:: WRITTEN PROBLEM ::
Locate every line in the records below that contains the string "beak", and copy each of those lines in full.

# Start of DATA FOR THIS EXERCISE

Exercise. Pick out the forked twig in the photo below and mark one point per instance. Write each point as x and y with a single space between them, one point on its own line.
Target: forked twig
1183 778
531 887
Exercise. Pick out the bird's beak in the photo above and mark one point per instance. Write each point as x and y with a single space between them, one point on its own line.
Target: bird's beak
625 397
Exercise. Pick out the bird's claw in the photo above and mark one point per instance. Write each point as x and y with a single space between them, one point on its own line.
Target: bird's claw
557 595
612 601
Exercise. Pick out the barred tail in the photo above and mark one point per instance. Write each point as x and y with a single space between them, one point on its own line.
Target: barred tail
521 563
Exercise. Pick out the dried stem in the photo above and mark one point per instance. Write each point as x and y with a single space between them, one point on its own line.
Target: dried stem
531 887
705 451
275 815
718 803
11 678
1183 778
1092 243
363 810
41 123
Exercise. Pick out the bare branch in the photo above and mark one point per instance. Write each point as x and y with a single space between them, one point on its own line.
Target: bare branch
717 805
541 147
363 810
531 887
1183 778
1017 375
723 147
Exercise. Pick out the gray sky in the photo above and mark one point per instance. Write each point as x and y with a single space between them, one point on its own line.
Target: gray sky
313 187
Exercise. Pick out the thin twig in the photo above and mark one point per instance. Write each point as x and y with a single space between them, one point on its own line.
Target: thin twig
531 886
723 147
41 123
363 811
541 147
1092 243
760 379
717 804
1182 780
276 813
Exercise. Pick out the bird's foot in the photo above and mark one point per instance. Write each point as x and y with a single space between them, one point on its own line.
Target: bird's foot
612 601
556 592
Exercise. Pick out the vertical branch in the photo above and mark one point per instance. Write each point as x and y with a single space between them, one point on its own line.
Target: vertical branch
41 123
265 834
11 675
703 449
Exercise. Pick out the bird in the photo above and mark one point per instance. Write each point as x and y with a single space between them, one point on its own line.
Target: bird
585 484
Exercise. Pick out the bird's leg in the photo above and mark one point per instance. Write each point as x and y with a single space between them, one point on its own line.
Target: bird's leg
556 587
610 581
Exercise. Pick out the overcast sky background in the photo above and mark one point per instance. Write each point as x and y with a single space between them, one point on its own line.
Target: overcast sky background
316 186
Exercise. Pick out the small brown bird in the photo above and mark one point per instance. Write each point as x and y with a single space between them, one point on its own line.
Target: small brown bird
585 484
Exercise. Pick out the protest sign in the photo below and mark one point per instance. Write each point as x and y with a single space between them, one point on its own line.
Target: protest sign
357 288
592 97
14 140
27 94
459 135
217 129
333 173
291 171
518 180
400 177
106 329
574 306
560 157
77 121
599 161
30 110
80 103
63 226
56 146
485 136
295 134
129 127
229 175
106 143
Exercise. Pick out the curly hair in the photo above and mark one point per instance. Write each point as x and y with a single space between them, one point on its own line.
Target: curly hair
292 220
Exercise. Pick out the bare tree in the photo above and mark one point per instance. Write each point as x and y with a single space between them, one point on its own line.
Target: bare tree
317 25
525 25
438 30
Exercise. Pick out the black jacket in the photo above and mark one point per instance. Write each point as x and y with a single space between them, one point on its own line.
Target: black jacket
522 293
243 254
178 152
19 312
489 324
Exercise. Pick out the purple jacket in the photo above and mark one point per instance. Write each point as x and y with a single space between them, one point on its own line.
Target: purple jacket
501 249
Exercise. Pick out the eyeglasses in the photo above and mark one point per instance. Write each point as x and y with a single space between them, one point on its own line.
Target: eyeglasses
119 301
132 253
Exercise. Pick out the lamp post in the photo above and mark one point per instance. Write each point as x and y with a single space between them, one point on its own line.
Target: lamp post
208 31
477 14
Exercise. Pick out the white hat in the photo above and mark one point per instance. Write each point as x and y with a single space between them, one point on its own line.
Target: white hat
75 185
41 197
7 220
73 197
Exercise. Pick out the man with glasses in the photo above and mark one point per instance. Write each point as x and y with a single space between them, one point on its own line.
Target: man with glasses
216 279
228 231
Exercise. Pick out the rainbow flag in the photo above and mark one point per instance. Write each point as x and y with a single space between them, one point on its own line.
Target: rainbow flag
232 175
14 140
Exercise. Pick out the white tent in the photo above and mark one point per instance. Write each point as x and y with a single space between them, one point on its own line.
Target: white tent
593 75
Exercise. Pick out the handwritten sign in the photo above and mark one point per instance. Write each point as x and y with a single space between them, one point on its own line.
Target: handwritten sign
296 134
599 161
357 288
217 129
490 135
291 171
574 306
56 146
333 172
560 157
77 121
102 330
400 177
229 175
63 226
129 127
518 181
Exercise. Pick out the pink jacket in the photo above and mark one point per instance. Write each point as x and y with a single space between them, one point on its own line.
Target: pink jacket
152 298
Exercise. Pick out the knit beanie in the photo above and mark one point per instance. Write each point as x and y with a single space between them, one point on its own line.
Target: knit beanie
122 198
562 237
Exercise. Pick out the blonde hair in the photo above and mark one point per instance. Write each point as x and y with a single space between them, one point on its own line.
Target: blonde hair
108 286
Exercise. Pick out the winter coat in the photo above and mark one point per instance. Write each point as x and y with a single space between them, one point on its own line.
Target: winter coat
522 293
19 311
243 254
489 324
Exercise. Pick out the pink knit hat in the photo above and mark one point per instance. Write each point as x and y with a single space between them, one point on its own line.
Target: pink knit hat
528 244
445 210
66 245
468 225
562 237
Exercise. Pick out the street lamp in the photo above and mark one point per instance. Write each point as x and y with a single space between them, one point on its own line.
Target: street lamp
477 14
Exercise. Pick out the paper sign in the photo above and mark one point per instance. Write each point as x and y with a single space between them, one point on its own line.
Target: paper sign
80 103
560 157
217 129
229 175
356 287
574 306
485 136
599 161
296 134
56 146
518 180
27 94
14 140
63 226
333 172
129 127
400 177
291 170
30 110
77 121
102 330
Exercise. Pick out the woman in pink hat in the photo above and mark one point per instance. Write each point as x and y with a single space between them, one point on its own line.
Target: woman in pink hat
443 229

# End of DATA FOR THIS EXERCISE
# Start of DATA FOR THIS EXERCISE

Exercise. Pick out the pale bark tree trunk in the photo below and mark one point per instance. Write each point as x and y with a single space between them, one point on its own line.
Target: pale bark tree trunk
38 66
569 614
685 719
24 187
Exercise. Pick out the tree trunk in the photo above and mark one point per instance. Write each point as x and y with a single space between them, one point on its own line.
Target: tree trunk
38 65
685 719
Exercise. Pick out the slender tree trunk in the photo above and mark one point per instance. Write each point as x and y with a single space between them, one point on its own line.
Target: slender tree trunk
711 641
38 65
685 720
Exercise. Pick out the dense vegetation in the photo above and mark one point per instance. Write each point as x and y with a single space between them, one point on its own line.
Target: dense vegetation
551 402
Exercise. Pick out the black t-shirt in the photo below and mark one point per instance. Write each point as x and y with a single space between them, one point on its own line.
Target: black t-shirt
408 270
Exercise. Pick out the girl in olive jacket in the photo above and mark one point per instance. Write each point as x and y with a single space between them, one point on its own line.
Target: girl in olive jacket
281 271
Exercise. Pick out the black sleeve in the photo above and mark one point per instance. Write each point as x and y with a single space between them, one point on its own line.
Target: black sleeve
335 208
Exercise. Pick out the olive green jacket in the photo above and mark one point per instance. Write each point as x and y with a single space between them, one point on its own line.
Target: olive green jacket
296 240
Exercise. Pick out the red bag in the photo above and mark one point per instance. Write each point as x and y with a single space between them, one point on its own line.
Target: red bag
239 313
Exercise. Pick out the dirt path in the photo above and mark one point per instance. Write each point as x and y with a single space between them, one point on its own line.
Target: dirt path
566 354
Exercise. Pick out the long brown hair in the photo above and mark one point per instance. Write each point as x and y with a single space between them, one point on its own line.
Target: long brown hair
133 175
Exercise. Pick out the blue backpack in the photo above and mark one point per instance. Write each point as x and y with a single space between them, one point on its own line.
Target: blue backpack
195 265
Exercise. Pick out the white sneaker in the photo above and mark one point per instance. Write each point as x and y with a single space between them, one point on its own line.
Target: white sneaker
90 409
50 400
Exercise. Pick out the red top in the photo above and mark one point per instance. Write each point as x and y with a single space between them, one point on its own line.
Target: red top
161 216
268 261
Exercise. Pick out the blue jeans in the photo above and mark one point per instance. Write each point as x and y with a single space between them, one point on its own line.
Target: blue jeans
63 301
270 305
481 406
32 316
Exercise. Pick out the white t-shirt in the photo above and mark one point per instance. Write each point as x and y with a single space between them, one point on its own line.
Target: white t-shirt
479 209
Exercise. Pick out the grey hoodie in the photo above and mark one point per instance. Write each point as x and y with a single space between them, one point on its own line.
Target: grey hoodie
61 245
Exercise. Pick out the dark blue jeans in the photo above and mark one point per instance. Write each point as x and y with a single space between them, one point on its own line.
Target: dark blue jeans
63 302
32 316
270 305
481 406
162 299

# End of DATA FOR THIS EXERCISE

:: ANSWER IN FULL ::
Exercise. Pick out the bird's beak in the photo above and mark one point per instance. Write each point as x and y with a single space between them, one point on its own line.
Target: bird's beak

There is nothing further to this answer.